Data for analysis:
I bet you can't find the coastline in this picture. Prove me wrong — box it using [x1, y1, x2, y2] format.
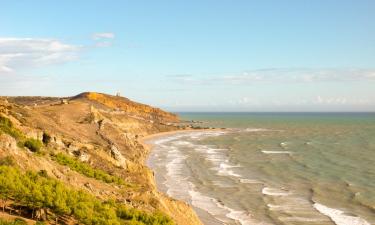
[138, 128, 224, 225]
[138, 128, 213, 225]
[139, 128, 227, 225]
[139, 128, 223, 146]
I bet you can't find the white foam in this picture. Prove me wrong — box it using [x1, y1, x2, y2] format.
[280, 142, 288, 147]
[262, 187, 290, 196]
[239, 179, 263, 184]
[313, 203, 371, 225]
[226, 209, 264, 225]
[152, 130, 275, 224]
[216, 163, 242, 177]
[261, 150, 292, 154]
[189, 187, 268, 225]
[278, 216, 328, 222]
[244, 128, 270, 132]
[173, 140, 193, 146]
[162, 146, 191, 200]
[189, 189, 232, 223]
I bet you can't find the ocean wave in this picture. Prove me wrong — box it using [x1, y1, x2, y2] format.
[313, 203, 371, 225]
[261, 150, 292, 154]
[212, 162, 242, 178]
[163, 146, 190, 199]
[262, 187, 290, 196]
[280, 142, 288, 147]
[278, 216, 328, 222]
[189, 186, 268, 225]
[244, 128, 271, 132]
[239, 179, 263, 184]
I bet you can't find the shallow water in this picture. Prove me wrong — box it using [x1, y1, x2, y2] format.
[147, 113, 375, 225]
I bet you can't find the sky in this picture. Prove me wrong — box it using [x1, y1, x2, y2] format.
[1, 0, 375, 112]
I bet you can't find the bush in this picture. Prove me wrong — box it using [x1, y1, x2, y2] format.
[0, 165, 173, 225]
[0, 116, 24, 140]
[23, 138, 43, 152]
[0, 218, 27, 225]
[52, 153, 125, 185]
[12, 218, 27, 225]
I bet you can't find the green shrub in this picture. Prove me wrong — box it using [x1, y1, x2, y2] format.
[23, 138, 43, 152]
[0, 116, 24, 140]
[0, 218, 28, 225]
[116, 205, 172, 225]
[12, 218, 27, 225]
[0, 165, 174, 225]
[52, 153, 125, 185]
[0, 219, 13, 225]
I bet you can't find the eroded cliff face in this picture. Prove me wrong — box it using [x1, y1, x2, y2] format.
[0, 93, 202, 225]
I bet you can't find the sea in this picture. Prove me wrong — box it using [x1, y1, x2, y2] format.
[146, 112, 375, 225]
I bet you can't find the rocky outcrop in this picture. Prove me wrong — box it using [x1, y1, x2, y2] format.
[110, 144, 127, 168]
[73, 92, 179, 123]
[0, 134, 18, 152]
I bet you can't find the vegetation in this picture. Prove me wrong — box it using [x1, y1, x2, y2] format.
[0, 156, 15, 166]
[0, 115, 44, 153]
[0, 218, 27, 225]
[0, 116, 24, 140]
[0, 164, 173, 225]
[23, 138, 43, 153]
[52, 153, 125, 185]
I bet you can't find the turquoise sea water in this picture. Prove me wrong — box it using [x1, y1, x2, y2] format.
[147, 113, 375, 225]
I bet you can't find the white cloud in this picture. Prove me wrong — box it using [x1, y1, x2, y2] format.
[0, 38, 80, 75]
[92, 32, 115, 40]
[92, 33, 115, 48]
[314, 96, 370, 105]
[169, 68, 375, 85]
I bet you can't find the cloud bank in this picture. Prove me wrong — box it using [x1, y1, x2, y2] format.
[169, 68, 375, 85]
[0, 38, 80, 74]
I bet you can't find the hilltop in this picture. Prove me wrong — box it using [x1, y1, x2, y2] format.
[0, 92, 202, 225]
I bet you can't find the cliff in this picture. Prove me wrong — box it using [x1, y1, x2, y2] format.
[0, 93, 202, 225]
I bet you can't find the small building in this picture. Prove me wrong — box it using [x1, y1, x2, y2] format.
[61, 99, 69, 104]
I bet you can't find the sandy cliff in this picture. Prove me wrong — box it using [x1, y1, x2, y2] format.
[0, 93, 202, 225]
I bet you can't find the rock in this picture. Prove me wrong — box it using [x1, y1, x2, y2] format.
[22, 128, 43, 141]
[0, 134, 18, 151]
[110, 144, 127, 168]
[78, 151, 90, 162]
[51, 135, 65, 148]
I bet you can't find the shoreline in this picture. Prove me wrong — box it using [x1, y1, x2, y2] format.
[139, 127, 227, 225]
[139, 128, 226, 160]
[139, 128, 224, 143]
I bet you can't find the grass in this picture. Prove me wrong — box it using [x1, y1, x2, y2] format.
[52, 152, 126, 185]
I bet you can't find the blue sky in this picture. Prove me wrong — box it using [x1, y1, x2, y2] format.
[1, 0, 375, 111]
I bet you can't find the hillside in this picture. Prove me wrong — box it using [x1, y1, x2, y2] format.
[0, 93, 202, 225]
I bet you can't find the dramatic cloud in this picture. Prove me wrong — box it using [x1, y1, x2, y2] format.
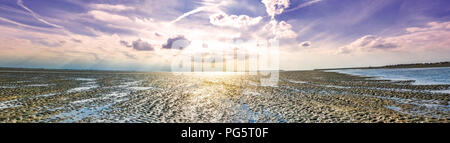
[299, 41, 312, 47]
[1, 0, 449, 71]
[260, 0, 301, 40]
[338, 21, 450, 54]
[261, 0, 290, 19]
[90, 4, 135, 11]
[264, 20, 297, 39]
[162, 35, 191, 50]
[337, 35, 397, 54]
[209, 13, 263, 28]
[131, 39, 154, 51]
[120, 40, 132, 48]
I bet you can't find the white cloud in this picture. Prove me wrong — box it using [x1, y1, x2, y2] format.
[0, 0, 283, 70]
[337, 35, 397, 54]
[209, 12, 263, 28]
[88, 10, 131, 22]
[90, 4, 135, 11]
[0, 24, 170, 70]
[261, 0, 290, 19]
[86, 10, 150, 32]
[260, 0, 302, 40]
[406, 21, 450, 33]
[338, 21, 450, 54]
[264, 20, 297, 39]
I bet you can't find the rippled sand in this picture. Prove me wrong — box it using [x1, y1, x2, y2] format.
[0, 69, 448, 123]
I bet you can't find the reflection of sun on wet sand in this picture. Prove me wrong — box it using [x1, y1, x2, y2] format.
[0, 67, 448, 123]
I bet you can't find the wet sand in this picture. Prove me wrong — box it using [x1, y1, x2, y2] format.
[0, 68, 448, 123]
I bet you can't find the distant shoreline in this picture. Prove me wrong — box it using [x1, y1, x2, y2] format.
[0, 67, 153, 74]
[2, 61, 449, 72]
[317, 62, 450, 71]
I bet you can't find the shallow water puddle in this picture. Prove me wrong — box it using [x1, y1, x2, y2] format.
[129, 87, 154, 91]
[25, 84, 54, 87]
[0, 86, 18, 88]
[0, 99, 22, 110]
[238, 91, 287, 123]
[282, 82, 449, 118]
[67, 85, 99, 93]
[38, 93, 59, 97]
[53, 103, 114, 123]
[74, 78, 97, 81]
[285, 78, 450, 94]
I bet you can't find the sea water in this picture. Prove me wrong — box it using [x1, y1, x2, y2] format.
[329, 67, 450, 85]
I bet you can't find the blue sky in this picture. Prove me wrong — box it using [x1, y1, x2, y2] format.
[0, 0, 449, 71]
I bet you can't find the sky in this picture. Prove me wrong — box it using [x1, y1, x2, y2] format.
[0, 0, 449, 71]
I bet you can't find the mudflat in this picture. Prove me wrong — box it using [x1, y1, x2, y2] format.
[0, 68, 448, 123]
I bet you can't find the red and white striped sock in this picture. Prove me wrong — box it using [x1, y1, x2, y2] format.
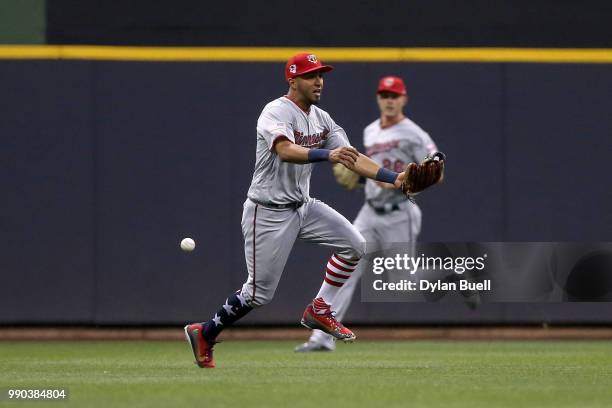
[314, 254, 359, 309]
[312, 297, 332, 315]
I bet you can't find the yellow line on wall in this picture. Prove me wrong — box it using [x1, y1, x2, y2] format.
[1, 45, 612, 63]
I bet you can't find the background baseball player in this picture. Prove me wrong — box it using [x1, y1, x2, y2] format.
[296, 76, 438, 352]
[184, 55, 442, 368]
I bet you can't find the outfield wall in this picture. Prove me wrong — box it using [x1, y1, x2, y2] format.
[45, 0, 612, 47]
[1, 58, 612, 325]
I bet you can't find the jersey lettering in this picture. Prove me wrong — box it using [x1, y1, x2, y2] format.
[294, 129, 330, 148]
[366, 140, 400, 156]
[381, 158, 405, 172]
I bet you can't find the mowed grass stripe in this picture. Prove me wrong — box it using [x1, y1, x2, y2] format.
[1, 340, 611, 408]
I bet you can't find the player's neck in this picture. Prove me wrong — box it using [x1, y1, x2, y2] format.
[285, 92, 311, 113]
[380, 113, 405, 129]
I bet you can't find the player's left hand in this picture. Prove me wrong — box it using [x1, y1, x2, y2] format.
[394, 172, 407, 189]
[329, 146, 359, 168]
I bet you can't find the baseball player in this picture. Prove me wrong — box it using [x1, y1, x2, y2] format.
[183, 54, 429, 368]
[296, 76, 438, 352]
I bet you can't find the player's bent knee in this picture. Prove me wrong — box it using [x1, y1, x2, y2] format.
[355, 235, 367, 259]
[339, 233, 367, 262]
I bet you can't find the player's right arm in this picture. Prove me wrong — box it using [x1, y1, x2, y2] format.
[274, 138, 359, 167]
[257, 104, 359, 167]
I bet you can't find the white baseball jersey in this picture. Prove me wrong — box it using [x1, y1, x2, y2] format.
[240, 95, 365, 307]
[363, 117, 437, 208]
[247, 96, 350, 204]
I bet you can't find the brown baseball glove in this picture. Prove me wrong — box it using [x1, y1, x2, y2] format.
[401, 152, 446, 197]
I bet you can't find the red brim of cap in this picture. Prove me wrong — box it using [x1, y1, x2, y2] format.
[289, 64, 334, 79]
[376, 88, 406, 95]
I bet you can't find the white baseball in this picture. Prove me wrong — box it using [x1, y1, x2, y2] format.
[180, 237, 196, 252]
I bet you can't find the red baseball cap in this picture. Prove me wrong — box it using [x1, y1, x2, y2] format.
[377, 76, 407, 95]
[285, 53, 334, 81]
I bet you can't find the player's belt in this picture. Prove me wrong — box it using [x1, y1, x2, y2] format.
[249, 198, 304, 210]
[367, 200, 402, 214]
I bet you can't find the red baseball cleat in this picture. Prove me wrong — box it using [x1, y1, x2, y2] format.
[300, 298, 356, 342]
[184, 323, 217, 368]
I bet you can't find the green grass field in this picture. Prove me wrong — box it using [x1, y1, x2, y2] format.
[1, 340, 611, 407]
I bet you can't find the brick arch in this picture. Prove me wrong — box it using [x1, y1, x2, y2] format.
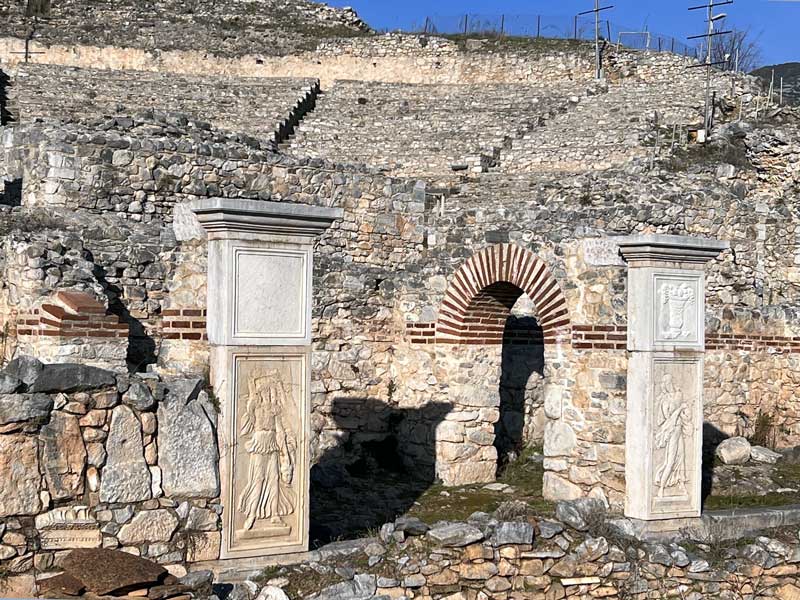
[436, 244, 570, 344]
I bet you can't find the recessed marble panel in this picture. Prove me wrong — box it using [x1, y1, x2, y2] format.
[233, 248, 308, 341]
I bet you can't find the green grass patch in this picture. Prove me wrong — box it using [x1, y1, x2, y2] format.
[704, 461, 800, 511]
[408, 446, 553, 524]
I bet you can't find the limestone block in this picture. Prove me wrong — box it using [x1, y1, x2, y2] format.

About this exercise:
Restate word for word the lines above that start at the line containing "I bet you can't find the white baseball jersey" and run to the end of the listing; exclude the pictures.

Output below:
I bet you can't find the white baseball jersey in this picture. Prove me wrong — box it using [x1, y1, x2, y2] format.
[240, 95, 365, 307]
[363, 117, 437, 208]
[247, 96, 350, 204]
I bet you can't find the brown baseball glove in this picture. Prove me wrong — box it using [x1, y1, x2, y2] format.
[401, 152, 446, 197]
I bet you can't find the red brim of cap in this picture. Prove me wrong — box it using [x1, y1, x2, y2] format.
[289, 64, 334, 79]
[376, 88, 406, 95]
I bet you can't find the white baseball in this picture. Prove me wrong — box it using [x1, y1, x2, y2] format.
[180, 237, 196, 252]
I bet you can't find the red baseball cap in this picture. Prove me wrong — box it using [x1, y1, x2, y2] format.
[377, 76, 407, 95]
[285, 53, 334, 81]
I bet you can't find the player's belt in this picture. Prove me wrong — box it using [x1, y1, x2, y2] format.
[249, 198, 304, 210]
[367, 200, 402, 214]
I bet you can't find the red baseball cleat in this picture. Prove me wrong — box it using [x1, y1, x2, y2] format.
[300, 298, 356, 342]
[184, 323, 217, 368]
I bet you can't find the green grass field in this picture. Prove me wrong — box it using [x1, y1, x2, y2] format.
[1, 340, 611, 407]
I bet you can't find the brick arch in this picture. Prove me wrong — box it using [x1, y1, x2, y2] format.
[436, 244, 570, 344]
I bet you can't find the recessed marble panel in this picture. Prove me wrong — box it using [x1, y1, x2, y2] format.
[233, 248, 308, 341]
I bet you can't find the green grass patch in this picture. Prove me wrong — box it using [x1, y1, x2, y2] format.
[704, 461, 800, 511]
[408, 446, 553, 524]
I bet you can't find the limestone block in this picture. Prove me wrong — box it using [x1, y1, x2, y2] format.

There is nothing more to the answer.